Passage provided:
* Begin *

Now that DOESN'T mean that D8 is a substandard product, and from Grigories post (I knew that he would have good post to make on this), it is certainly a good quality solution pro-tem.

Anyhow, I've not managed to get to the bottom of the Canadian Thanksgiving celebration yet. I know that the Americans celebrate the arrival of the Pilgrim Fathers by cooking up those native Turkeys with Cranberries (yummee) and pumpkin pie (never thought that sounded very nice myself). What kind of ritual does the Canadian equivalent go through ?

Thanks for the applause, should I mention that it is the major intention of Ant and myself to be irresponsible and not responsible ? That is, to promote (and provoke) the total arena of useability of Matrox products.

And in another month or so I shall be asking for phone-voucher contributions so that I can keep on making posts like this one http://forums.murc.ws/ubb/smile.gif

11th October 1999, 15:26
Hi Chris, I'll refrain from saying anything more about D8/DV until the others have had a chance to take a swing at me. http://forums.murc.ws/ubb/smile.gif

Thanksgiving Day in Canada is much the same as it is in the States. There's more to it than this, but it's basically a celebration of the harvest at the end of the growing season. With Canada being a little further north than the States, our growing season ends sooner, therefore we have our celebration a month earlier. It's a great "New World" tradition.

Pumpkin pie is probably my favourite pie. Hot from the oven with ice cream on it, mmmmm....... The Doc might even agree with me on this one. http://forums.murc.ws/ubb/biggrin.gif

Brian Ellis
11th October 1999, 16:04

If you cannot see the difference between a 3-CCD and a 1-CCD camera, then you need a new TV set.

I repeat, the ONLY advantage of D-8 is the ability to play Hi-8 tapes, as a compromise.

As for tapes, Hi-8 ones are designed with a high-coercivity coating which will record levels over an approx. 60 dB range. Pure digital tapes have an even higher coercivity coating (similar to floppies) that are designed as all or nothing types, enabling a much higher data density.

There is another disadvantage of D-8: you are limited to one make of camera (and I hope it will stay that way). As you yourself say, feature for feature, there is no difference in the signal quality, therefore there is no raison d'etre for Sony to have introduced a new format when there is a perfectly adequate one already available, if not for pure marketeering. Sony must realise this, because they have attacked only the low end of the market, keeping DV for their better cameras.

Tape cost is a red herring. If you use it professionally or semi-pro, the time taken to shoot 60 min of tape costs MANY times more in just your salary than the difference between a Hi-8 and a DV tape. If you are an amateur, you will presumably re-record onto VHS after NLE and you can reuse your DV tape many times. To use your camera as a VCR will cost you much more in mechanical wear (whether it be D-8 or DV) than the cost of tapes. This is another reason why a dual purpose compromise so that you can play back your old tapes is a false economy: you wear out the expensive digital camera mechanics unnecessarily.

* End *

Record set:
* Begin *

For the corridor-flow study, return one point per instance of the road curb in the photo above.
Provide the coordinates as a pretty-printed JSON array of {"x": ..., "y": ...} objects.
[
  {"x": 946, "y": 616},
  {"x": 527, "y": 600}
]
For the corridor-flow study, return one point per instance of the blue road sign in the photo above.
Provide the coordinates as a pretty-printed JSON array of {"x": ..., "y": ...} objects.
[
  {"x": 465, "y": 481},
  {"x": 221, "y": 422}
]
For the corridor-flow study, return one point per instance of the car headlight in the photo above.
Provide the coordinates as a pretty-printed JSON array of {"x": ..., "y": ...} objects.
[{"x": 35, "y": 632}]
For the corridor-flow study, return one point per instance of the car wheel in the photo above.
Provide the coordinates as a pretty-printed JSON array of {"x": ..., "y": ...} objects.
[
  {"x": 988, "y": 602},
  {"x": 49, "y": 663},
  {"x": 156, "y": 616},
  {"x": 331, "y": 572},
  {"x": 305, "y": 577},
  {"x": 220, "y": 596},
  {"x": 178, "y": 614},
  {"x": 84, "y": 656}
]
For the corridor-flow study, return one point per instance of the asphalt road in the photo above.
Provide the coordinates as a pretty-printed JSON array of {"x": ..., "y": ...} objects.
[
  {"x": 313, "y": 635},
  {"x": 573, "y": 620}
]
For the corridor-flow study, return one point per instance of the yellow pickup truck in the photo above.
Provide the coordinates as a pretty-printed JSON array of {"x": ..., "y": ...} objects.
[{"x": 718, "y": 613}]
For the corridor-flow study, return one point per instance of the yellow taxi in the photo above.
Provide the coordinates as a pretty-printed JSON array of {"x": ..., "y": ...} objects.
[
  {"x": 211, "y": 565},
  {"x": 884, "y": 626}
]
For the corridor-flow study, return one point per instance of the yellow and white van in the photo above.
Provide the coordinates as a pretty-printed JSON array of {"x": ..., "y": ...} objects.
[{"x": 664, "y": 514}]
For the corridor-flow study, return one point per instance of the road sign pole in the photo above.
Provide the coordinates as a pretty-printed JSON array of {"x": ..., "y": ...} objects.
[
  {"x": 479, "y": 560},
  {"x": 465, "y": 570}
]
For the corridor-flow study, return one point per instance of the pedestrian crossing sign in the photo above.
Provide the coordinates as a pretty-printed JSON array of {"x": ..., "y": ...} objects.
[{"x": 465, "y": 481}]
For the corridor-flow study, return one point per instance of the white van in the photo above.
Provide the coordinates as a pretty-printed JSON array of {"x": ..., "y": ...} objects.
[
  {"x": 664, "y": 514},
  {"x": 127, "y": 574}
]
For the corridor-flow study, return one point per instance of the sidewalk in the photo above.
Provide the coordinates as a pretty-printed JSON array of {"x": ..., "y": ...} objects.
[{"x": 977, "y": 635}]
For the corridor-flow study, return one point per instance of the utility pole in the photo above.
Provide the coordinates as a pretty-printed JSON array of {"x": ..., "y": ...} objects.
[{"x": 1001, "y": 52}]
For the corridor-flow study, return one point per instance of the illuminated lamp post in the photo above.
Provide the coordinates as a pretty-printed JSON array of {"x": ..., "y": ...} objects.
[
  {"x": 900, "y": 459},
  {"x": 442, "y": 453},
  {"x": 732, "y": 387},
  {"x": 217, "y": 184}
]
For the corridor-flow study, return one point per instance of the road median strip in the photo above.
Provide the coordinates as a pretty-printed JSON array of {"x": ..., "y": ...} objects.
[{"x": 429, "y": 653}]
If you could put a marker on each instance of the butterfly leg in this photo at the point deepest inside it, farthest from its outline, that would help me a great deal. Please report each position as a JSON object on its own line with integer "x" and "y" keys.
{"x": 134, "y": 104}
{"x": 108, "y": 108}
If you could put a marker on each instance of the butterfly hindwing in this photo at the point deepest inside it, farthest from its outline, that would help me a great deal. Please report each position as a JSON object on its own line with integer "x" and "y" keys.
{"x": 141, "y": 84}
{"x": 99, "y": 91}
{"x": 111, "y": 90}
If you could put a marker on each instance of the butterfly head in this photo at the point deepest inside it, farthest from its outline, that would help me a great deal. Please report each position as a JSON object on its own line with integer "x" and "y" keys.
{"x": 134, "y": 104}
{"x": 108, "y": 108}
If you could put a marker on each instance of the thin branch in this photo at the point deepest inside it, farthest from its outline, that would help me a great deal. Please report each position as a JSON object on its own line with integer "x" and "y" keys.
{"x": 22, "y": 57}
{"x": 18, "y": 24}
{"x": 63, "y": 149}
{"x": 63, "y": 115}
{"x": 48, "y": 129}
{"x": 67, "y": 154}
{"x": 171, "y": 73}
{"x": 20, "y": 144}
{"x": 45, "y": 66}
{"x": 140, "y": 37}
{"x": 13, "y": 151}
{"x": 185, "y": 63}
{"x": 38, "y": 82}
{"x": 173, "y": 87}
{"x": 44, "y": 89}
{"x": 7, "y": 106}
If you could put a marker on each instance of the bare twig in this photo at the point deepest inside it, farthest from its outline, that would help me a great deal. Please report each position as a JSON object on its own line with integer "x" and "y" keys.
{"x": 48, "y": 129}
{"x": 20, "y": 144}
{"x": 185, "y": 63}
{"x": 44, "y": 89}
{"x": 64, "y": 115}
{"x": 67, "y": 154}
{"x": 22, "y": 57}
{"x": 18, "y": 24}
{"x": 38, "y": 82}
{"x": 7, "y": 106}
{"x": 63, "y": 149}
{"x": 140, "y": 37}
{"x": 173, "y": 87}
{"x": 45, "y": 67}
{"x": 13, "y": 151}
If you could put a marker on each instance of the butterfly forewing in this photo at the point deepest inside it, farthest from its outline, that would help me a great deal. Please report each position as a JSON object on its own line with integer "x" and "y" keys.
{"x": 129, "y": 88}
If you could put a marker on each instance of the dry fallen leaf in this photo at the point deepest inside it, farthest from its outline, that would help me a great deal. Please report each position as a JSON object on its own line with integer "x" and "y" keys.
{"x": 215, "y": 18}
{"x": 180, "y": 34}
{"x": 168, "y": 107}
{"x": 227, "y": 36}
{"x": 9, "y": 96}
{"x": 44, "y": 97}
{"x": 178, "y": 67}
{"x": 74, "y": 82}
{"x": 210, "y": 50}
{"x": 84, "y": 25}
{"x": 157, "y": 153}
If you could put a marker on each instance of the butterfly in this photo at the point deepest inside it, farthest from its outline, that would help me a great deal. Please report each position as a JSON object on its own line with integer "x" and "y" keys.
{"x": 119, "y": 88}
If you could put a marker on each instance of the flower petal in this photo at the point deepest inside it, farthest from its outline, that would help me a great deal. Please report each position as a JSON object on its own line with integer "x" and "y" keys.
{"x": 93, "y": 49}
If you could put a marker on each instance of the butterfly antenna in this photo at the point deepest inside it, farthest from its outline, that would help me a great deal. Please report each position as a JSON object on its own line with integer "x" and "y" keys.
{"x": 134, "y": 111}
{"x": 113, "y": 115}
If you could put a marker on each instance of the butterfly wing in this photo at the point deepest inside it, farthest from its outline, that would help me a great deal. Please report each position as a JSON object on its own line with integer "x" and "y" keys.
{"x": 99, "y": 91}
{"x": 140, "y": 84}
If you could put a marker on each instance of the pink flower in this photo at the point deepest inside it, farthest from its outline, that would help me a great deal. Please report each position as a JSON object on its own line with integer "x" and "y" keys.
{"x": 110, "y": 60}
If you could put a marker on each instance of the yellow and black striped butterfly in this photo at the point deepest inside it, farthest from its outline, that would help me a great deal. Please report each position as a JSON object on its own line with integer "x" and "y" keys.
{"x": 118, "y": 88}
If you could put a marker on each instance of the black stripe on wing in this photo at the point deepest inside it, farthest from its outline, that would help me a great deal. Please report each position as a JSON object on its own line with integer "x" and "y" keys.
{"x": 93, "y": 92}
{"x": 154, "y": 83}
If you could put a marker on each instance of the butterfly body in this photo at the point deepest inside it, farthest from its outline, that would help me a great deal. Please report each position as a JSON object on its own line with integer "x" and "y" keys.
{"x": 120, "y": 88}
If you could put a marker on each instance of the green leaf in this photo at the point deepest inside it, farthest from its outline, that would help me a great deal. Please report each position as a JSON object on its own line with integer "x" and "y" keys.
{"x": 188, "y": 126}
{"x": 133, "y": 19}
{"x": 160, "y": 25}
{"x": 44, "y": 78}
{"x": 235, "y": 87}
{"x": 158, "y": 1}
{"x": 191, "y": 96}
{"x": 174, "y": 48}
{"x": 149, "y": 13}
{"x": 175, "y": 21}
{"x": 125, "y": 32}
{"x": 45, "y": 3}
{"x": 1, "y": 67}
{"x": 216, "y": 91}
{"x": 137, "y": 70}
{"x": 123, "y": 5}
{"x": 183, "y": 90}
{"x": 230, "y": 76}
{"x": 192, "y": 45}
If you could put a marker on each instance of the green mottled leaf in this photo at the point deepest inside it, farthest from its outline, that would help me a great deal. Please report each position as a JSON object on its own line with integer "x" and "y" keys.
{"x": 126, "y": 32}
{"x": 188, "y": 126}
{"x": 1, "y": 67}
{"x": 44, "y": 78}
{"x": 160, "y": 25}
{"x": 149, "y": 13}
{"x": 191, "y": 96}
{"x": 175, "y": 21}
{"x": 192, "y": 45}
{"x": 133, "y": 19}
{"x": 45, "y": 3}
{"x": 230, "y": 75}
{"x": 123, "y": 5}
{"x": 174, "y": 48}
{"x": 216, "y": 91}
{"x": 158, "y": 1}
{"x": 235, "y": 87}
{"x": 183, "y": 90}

* End *

To-do list:
1. Print the part of the forum thread on D8 and DV camcorders starting at "If you cannot" and ending at "higher data density.".
2. Carry on the forum thread about D8 and DV camcorders from its final sentence.

Answer list:
1.
If you cannot see the difference between a 3-CCD and a 1-CCD camera, then you need a new TV set.

I repeat, the ONLY advantage of D-8 is the ability to play Hi-8 tapes, as a compromise.

As for tapes, Hi-8 ones are designed with a high-coercivity coating which will record levels over an approx. 60 dB range. Pure digital tapes have an even higher coercivity coating (similar to floppies) that are designed as all or nothing types, enabling a much higher data density.

2.
Brian (the terrible)

[This message has been edited by Brian Ellis (edited 10-11-1999).]

Keith Wiebe
11th October 1999, 16:49
I got my Sony TR7000 for $665 (I did see it advertised for $601 but doubt one could buy it for that). I sold my Canon ES3000 for $300 with a couple of batteries so my outlay was $365. For that money I got a much cleaner camcorder with nightshot and fancy ditital effects and a tremendously better archive vcr deck! If I went the DV tape way I would have had to keep my Canon and it would have cost me considerably more! I saved enough to perhpas buy a Canopus Raptor fire wire card and qualtiy will be that much better.

Jerry Jones
11th October 1999, 17:45
Patrick gazed into the stars and exclaimed
with awe and wonder:

>I'm always amazed at the half truths
>and the absolute bullsh*t that comes
>out in discussion such as this...

And you--presumably--know what
constitutes "bullsh*t" and "half truths"
everytime? Oh wise one... please share
your boundless wisdom with the rest of
us poor, miserable wretches. How dare
we even venture to soil your presence in this humble discussion forum?

Hey--Pat--It's robust discussion that makes this forum a worthwhile endeavor.

Hellooooo. Is anybody (are you) home?

Everybody is free to believe what he or
she wishes and, hopefully, learn in the
process. Your use of the word "bullsh*t"
is really something that strikes me as
both unnecessary and... frankly... I could do without it.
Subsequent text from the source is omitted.